Top of PAGE EXCERPT
Nelson Marlborough District Health Board hand hygiene compliance is up 20 per cent but still remains under the national average.
The board's compliance with the five key times hand washing is required has reached 70.1 per cent.
New Zealand uses one of the strictest and most rigorous approaches to measuring hand hygiene performance.
Rates of more than 70 per cent compare favourably with performance in other countries, the board said.
However, the score fell short of the 72.6 per cent national average from November 1 last year to March 31.
Board chief medical officer Dr Nick Baker said the level of compliance had increased by 20 per cent since June 2012.
"Healthcare workers throughout Nelson Marlborough District Board are working extremely hard to improve the hand hygiene performance and should be congratulated for their efforts," Baker said.
The World Health Organisation's five moments for hand hygiene approach requires hand hygiene to be performed at the following times, irrespective of whether or not gloves are used: before patient contact, before a procedure, after a procedure or body fluid exposure risk, after patient contact and after contact with patient surroundings.
Bottom of PAGE EXCERPT
Top of STUDY MATERIAL
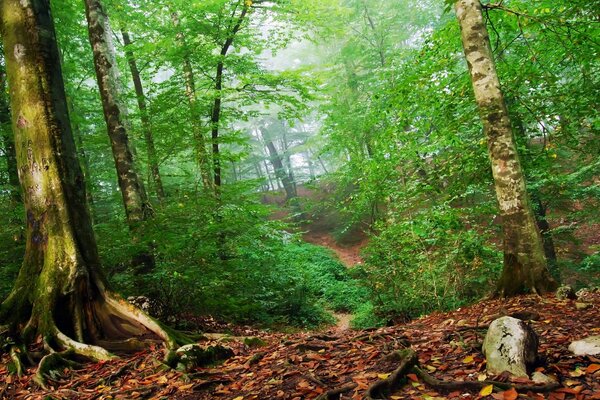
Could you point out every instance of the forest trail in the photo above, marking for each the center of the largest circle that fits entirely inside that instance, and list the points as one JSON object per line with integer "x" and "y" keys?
{"x": 349, "y": 255}
{"x": 306, "y": 365}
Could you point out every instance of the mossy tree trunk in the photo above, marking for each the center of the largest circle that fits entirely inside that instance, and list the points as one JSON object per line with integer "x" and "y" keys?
{"x": 7, "y": 140}
{"x": 145, "y": 118}
{"x": 525, "y": 268}
{"x": 202, "y": 155}
{"x": 60, "y": 294}
{"x": 278, "y": 167}
{"x": 215, "y": 116}
{"x": 132, "y": 188}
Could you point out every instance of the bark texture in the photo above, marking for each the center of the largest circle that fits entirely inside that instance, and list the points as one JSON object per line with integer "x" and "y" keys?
{"x": 525, "y": 269}
{"x": 60, "y": 294}
{"x": 202, "y": 156}
{"x": 7, "y": 139}
{"x": 146, "y": 125}
{"x": 132, "y": 188}
{"x": 280, "y": 173}
{"x": 215, "y": 118}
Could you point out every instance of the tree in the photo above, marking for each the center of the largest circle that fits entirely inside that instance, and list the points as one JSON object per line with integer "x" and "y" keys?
{"x": 60, "y": 294}
{"x": 132, "y": 188}
{"x": 7, "y": 140}
{"x": 146, "y": 126}
{"x": 525, "y": 268}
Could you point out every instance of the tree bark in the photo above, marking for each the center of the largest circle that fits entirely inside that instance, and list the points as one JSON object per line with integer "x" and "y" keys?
{"x": 525, "y": 269}
{"x": 8, "y": 141}
{"x": 190, "y": 92}
{"x": 132, "y": 188}
{"x": 146, "y": 126}
{"x": 60, "y": 294}
{"x": 215, "y": 117}
{"x": 280, "y": 173}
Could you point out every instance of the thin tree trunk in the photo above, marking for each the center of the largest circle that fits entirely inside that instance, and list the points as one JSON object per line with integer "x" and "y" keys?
{"x": 311, "y": 167}
{"x": 8, "y": 141}
{"x": 288, "y": 160}
{"x": 280, "y": 170}
{"x": 146, "y": 126}
{"x": 215, "y": 117}
{"x": 190, "y": 92}
{"x": 269, "y": 176}
{"x": 83, "y": 160}
{"x": 59, "y": 296}
{"x": 525, "y": 268}
{"x": 132, "y": 188}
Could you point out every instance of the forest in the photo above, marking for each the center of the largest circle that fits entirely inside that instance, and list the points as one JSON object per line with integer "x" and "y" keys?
{"x": 292, "y": 199}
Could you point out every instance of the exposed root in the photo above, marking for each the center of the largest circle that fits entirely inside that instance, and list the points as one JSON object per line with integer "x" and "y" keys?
{"x": 334, "y": 394}
{"x": 477, "y": 385}
{"x": 89, "y": 351}
{"x": 384, "y": 388}
{"x": 409, "y": 362}
{"x": 51, "y": 364}
{"x": 16, "y": 354}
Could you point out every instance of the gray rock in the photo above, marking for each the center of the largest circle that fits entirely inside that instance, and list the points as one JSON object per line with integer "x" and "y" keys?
{"x": 565, "y": 292}
{"x": 510, "y": 345}
{"x": 539, "y": 377}
{"x": 589, "y": 346}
Bottom of STUDY MATERIAL
### SET OF TASKS
**A.** In one to three sentences, explain why the hand hygiene article says the board's compliance is still under the national average even though it has risen.
**B.** Continue the hand hygiene article from where it stops.

### WRITTEN RESPONSES
**A.** The board's compliance reached 70.1 per cent. That is below the 72.6 per cent national average for November 1 last year to March 31.

**B.**
Baker said the changes showed hand-washing practices in the key areas were becoming embedded.
"Hand washing is a basic step that costs nothing and acts as a barrier to disease for both the patient and the clinician.
"While the data was encouraging it still meant that 30 per cent of the time not all five moments of hand hygiene are being followed. This is not about staff not washing their hands at all but about staff washing in five different situations before and after potential risk.
"Patients rely on their clinicians to provide the highest standard of care and anyone who is not participating in the five moments of hand hygiene is letting themselves down, letting their team down and ultimately letting their patients down."
Baker said the board was reviewing ways it trained, monitored and supported staff to continue improving its score.